Skip to main content

Documentation Index

Fetch the complete documentation index at: https://docs.camb.ai/llms.txt

Use this file to discover all available pages before exploring further.

Beta. Realtime speech-to-speech translation is available for testing in the Python SDK. Event shapes, configuration options, audio formats, and error semantics may change in backwards-incompatible ways before GA. Pin to the SDK version you test against.

Overview

Speak (or stream a file) in one language and receive the translation as live text and synthesized speech over a single WebSocket. The session exposes a typed event dispatcher, a built-in microphone helper, and a forward-compatible on_any subscription for events the server may add in future releases. Key features:
  • Translated text and audio β€” receive incremental translated text (response.text.delta / response.text.done) and translated speech audio (response.audio.delta) as you speak.
  • Typed events β€” a single ServerEventType enum with per-event typed payloads.
  • Microphone + file helpers β€” Microphone (via sounddevice) and FileAudioSource ship with the SDK.
  • Easy extensibility β€” new server event = one enum entry + one payload type + one parser entry.
Audio is PCM16, mono, 24 kHz in both directions β€” the rate the realtime endpoint expects for input and emits for output.

Prerequisites

1

Create an account

Sign up at CAMB.AI Studio if you haven’t already.
2

Get your API key

Go to Settings β†’ API Keys in Studio and copy your key. See Authentication for details.
3

Install the SDK

pip install camb-sdk
Skip this step if you’re using the direct API.
4

Set your API key to use in your code

export CAMB_API_KEY="your_api_key_here"

Models

ModelCold bootNotes
irisNone (ready in ~1s)Low-latency. Recommended for interactive use.
lilac (default)~30s+
violet~30s+
orchid~30s+
Non-iris models cold-boot for 30+ seconds on the first connection; the server emits session.starting (and WebSocket keepalives) during that window. session.wait_until_ready() blocks until the session is active (up to 90s), so you don’t need to handle the boot wait yourself.

Supported languages

source_language and target_language accept the BCP-47 tags below (case-insensitive). The set is per model: lilac, violet, and orchid support all 22 languages, while iris supports the 14-language subset marked below. See the WebSocket API reference for the authoritative list.

**MATERIAL SUPPLIED**
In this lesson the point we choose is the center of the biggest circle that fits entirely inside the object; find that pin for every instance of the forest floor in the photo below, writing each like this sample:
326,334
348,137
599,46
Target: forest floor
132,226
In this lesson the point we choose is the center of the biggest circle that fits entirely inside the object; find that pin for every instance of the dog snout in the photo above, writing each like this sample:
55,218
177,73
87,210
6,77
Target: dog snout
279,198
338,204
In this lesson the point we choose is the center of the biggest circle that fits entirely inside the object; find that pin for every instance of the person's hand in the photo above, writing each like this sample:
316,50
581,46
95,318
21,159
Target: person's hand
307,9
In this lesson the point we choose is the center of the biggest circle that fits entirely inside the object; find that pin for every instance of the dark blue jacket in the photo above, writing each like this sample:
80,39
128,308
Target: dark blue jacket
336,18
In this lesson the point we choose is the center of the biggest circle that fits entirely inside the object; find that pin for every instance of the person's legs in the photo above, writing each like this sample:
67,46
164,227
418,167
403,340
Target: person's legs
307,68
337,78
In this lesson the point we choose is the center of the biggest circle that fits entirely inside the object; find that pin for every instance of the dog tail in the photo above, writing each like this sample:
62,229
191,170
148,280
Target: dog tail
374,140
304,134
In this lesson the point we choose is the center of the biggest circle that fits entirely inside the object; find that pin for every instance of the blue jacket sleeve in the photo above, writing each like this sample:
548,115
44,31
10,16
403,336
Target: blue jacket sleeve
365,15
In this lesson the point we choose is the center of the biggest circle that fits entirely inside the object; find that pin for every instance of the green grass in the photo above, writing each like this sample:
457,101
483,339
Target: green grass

**DESCRIPTION OF THE TASK**
Extend the realtime speech-to-speech translation documentation, beginning right after its last sentence.

**SOLVED EXERCISE**
CodeLanguageModels
ar-aeArabic (United Arab Emirates)all
ar-egArabic (Egypt)all
ar-saArabic (Saudi Arabia)all
cs-czCzech (Czechia)lilac, violet, orchid
de-deGerman (Germany)all
en-gbEnglish (United Kingdom)all
en-usEnglish (United States)all
es-esSpanish (Spain)all
fi-fiFinnish (Finland)lilac, violet, orchid
fr-caFrench (Canada)all
fr-frFrench (France)all
hi-inHindi (India)all
ja-jpJapanese (Japan)all
ko-krKorean (Korea)all
no-noNorwegianlilac, violet, orchid
pl-plPolish (Poland)lilac, violet, orchid
pt-brPortuguese (Brazil)all
sv-seSwedish (Sweden)lilac, violet, orchid
tr-trTurkish (Turkey)lilac, violet, orchid
uk-uaUkrainian (Ukraine)lilac, violet, orchid
ur-inUrdu (India)lilac, violet, orchid
zh-cnChinese (Mandarin, Simplified)all
iris supports: ar-ae, ar-eg, ar-sa, de-de, en-gb, en-us, es-es, fr-ca, fr-fr, hi-in, ja-jp, ko-kr, pt-br, zh-cn.

Get Started

Create an API Key

Generate a key at CAMB.AI Studio and export it as CAMB_API_KEY for the snippets below.

Install

pip install camb-sdk
sounddevice ships with camb-sdk, so the Microphone and Speaker helpers work out of the box. On Linux you may need PortAudio system libraries (e.g. apt install libportaudio2).

Quickstart (microphone)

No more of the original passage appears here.